Q: Does the power saver mode also apply to VMs?
A: Sort of. The servers that the hypervisors run on have Power Saver modes but the virtual OS the SQL is running in doesn't.
Q: You mentioned that the VM will sometimes have incorrect Perfmon counter values. Do you have an article or a white paper that talk about this in detail?
A:We don't have a white paper but there are several blogs out there that discuss this in pretty good detail. Here is one I found:http://vpivot.com/2010/02/10/inaccuracy-of-in-guest-performance-counters/.
Q: How do you define a vCPU? Is it possible to allocate core or a socket to a VM (rather than a CPU thread - logical CPU)? Is NUMA configuration possible with VMs? Where do you draw the line between physical and virtual machines for database servers? We have a situation where, we have a application (in QA) both on physical and virtual machine. The one on virtual always has SOS_SCHEDULER_YIELD? Ant ideas, what could be the reason?
A: vCPU is defined by clock speed (# vCPU * GHz). You can utilize NUMA if your hardware supports it. You can even use vNUMA for the guest but you need to have all the same hardware in your cluster compatiable in order to do it. A good reference for more information can be found at http://www.vmware.com/pdf/Perf_Best_Practices_vSphere5.5.pdf.
Q: On VSphere 5, CPU ready is in ms, so as a percentage of what is too high?
A: When you are viewing the performance graphs, the graph updates every 20 second (or 20,000 milliseconds). With a ready time of 1035 ms. you can change it to a percentage by this calculation:
(1035 ms. x 100) / 20000 ms = 5,175%
To be able to interpret ready times, it is essential to know the relationship between the percentage of ESXTOP and ms of the Performance Graphs. You are seeing the same numbers. One is in milliseconds, the other is a percentage.
1% = 200 ms.
5% = 1,000 ms.
10% = 2,000 ms.
100% = 20,000 ms.
In general, you want to see virtual machines with a ready time lower than 1000 ms or 5%.
Q: On storage, how do we leverage SSD's with VMs?
A: You can definitely use the SSDs to increase performance, specifically by using it as memory swap area. It will help ensure performance especially if memory is overcommitted. You also might want to move your tempdb / log file to SSDs.
Q: Do storage and log files need to be separated on Flash backed Tiered SAN storage, or will the SAN cache absorb the difference in access profiles?
A: It is always a best practice to separate your data and log files for SQL Server instances. However, there are some storage tiering technologies which can dynamically move I/O intensive workloads to your Flash drives while the lesser I/O workloads are automatically moved to the lower performance drives.
Q: Since the LUN's are formed by multiple disks, how is isolating logs to a different drive better than not on the same in the same disk?
A: Transaction logs, tempdb, and data files all have different I/O requirements and workloads that can conflict with each other. When setting up the LUNs (even though multiple disks are configured), special care should be taken to store like workloads.

(Region annotation entries)
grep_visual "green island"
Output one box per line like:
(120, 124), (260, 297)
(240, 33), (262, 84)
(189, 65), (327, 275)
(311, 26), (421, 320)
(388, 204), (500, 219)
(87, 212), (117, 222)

■ **WHAT TO WORK ON**: Update the virtualization Q&A from "Q: You mentioned" up to and including "be the reason?", replacing "white paper" with "technical report". Rely solely on the virtualization Q&A when responding.

■ **EXERCISE SOLUTION**:
Q: You mentioned that the VM will sometimes have incorrect Perfmon counter values. Do you have an article or a technical report that talk about this in detail?
A:We don't have a technical report but there are several blogs out there that discuss this in pretty good detail. Here is one I found:http://vpivot.com/2010/02/10/inaccuracy-of-in-guest-performance-counters/.
Q: How do you define a vCPU? Is it possible to allocate core or a socket to a VM (rather than a CPU thread - logical CPU)? Is NUMA configuration possible with VMs? Where do you draw the line between physical and virtual machines for database servers? We have a situation where, we have a application (in QA) both on physical and virtual machine. The one on virtual always has SOS_SCHEDULER_YIELD? Ant ideas, what could be the reason?